## WHAT IS ASKED
Could you repeat the material below word for word, starting at its very first line and ending at the line containing "1L124 16L145 17L128", with both of those lines included?

(Collected data)

☆ ☆ ☆ ☆ ☆

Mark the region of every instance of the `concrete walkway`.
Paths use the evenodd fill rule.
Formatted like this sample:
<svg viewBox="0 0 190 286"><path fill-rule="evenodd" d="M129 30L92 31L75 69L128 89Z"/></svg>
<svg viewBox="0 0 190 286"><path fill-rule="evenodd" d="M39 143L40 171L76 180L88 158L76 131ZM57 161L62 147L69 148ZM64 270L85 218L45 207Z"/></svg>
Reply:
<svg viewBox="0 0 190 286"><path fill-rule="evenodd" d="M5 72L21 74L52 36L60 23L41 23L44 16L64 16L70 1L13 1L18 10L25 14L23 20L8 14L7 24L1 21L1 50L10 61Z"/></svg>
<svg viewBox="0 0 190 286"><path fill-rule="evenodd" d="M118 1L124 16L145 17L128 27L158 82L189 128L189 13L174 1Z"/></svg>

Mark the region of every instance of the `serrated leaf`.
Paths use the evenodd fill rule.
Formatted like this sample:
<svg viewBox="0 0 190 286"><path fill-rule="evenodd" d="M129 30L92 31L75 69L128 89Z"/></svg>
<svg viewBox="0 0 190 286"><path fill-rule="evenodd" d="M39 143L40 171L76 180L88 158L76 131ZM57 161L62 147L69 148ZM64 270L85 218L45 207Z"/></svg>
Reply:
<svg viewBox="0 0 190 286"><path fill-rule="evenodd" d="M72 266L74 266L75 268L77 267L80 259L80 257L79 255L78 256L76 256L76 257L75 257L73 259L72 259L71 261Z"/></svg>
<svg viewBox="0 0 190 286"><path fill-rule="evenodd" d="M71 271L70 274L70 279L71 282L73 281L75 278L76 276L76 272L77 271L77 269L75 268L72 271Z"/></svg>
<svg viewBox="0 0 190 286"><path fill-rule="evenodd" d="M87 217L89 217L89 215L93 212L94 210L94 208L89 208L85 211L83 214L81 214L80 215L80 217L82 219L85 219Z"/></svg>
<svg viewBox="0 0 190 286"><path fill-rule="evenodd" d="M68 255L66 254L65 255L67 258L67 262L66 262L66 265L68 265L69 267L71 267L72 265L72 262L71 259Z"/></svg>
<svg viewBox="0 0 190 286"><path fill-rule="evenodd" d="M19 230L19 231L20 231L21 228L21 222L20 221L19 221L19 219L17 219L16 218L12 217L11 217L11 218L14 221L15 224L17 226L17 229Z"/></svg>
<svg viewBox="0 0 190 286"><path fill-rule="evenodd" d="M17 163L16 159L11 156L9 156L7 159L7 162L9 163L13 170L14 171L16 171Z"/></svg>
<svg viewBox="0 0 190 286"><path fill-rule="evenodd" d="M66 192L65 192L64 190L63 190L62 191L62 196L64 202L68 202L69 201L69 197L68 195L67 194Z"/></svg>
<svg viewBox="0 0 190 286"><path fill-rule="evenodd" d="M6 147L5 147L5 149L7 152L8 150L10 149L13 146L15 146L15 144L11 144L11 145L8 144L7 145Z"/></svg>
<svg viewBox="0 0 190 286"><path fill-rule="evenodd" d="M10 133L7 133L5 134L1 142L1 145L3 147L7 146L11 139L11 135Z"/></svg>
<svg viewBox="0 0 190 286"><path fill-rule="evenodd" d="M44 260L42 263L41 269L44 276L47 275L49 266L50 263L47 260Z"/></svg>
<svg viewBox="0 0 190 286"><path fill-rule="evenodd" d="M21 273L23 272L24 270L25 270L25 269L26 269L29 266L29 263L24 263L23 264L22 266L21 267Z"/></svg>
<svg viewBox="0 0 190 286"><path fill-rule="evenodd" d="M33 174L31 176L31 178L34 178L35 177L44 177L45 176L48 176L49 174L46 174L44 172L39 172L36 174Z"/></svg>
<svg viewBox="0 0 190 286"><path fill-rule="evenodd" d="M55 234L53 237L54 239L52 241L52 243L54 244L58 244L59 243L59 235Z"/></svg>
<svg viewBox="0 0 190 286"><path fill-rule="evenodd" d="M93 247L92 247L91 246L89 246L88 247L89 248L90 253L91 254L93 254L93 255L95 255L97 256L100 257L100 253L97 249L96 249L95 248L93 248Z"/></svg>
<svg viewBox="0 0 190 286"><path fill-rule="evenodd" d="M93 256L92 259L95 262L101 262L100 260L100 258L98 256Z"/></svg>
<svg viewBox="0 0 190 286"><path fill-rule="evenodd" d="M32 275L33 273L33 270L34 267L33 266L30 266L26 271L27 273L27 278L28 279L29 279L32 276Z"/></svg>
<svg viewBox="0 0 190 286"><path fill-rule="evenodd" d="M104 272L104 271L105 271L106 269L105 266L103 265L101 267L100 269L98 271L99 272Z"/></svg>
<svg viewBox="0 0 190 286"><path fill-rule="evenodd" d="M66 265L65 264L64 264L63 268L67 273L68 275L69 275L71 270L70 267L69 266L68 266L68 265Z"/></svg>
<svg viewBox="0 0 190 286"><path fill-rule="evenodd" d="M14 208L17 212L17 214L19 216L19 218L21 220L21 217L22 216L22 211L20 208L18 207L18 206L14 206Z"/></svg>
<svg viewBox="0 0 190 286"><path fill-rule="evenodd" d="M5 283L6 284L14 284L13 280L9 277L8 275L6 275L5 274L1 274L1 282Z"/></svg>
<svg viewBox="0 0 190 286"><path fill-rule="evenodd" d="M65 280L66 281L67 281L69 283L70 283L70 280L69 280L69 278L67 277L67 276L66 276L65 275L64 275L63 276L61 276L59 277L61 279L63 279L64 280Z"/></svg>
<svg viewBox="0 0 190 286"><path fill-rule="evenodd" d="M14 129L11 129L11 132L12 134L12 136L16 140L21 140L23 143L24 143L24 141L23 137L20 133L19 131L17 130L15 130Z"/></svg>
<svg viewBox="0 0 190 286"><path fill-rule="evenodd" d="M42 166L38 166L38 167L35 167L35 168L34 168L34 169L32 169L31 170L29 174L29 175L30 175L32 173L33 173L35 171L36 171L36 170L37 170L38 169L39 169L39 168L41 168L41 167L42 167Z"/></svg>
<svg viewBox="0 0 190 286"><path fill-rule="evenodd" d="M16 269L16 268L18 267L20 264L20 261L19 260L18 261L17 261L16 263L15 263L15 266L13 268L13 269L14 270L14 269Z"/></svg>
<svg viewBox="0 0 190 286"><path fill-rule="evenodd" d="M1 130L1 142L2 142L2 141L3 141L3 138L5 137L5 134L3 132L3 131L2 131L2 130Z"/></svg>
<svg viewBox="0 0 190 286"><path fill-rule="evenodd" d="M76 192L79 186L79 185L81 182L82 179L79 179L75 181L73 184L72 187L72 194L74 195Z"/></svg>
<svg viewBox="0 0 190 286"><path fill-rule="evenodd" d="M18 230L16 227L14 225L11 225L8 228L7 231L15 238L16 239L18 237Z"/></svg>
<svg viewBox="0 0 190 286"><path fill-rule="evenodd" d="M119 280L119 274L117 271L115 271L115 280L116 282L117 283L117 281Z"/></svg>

☆ ☆ ☆ ☆ ☆

## RESPONSE TO THIS EXERCISE
Mark the region of every instance of the `concrete walkway`.
Paths use the evenodd fill rule.
Formatted like this sample:
<svg viewBox="0 0 190 286"><path fill-rule="evenodd" d="M129 30L92 31L75 69L128 89Z"/></svg>
<svg viewBox="0 0 190 286"><path fill-rule="evenodd" d="M39 143L40 171L76 180L88 158L76 131ZM57 161L62 147L69 148ZM64 270L85 218L45 207Z"/></svg>
Reply:
<svg viewBox="0 0 190 286"><path fill-rule="evenodd" d="M5 72L21 74L52 36L60 23L41 23L44 16L64 16L70 1L13 1L18 10L25 14L23 20L8 14L7 24L1 21L1 50L10 61Z"/></svg>
<svg viewBox="0 0 190 286"><path fill-rule="evenodd" d="M118 1L124 16L145 17L128 27L158 82L189 128L189 13L174 1Z"/></svg>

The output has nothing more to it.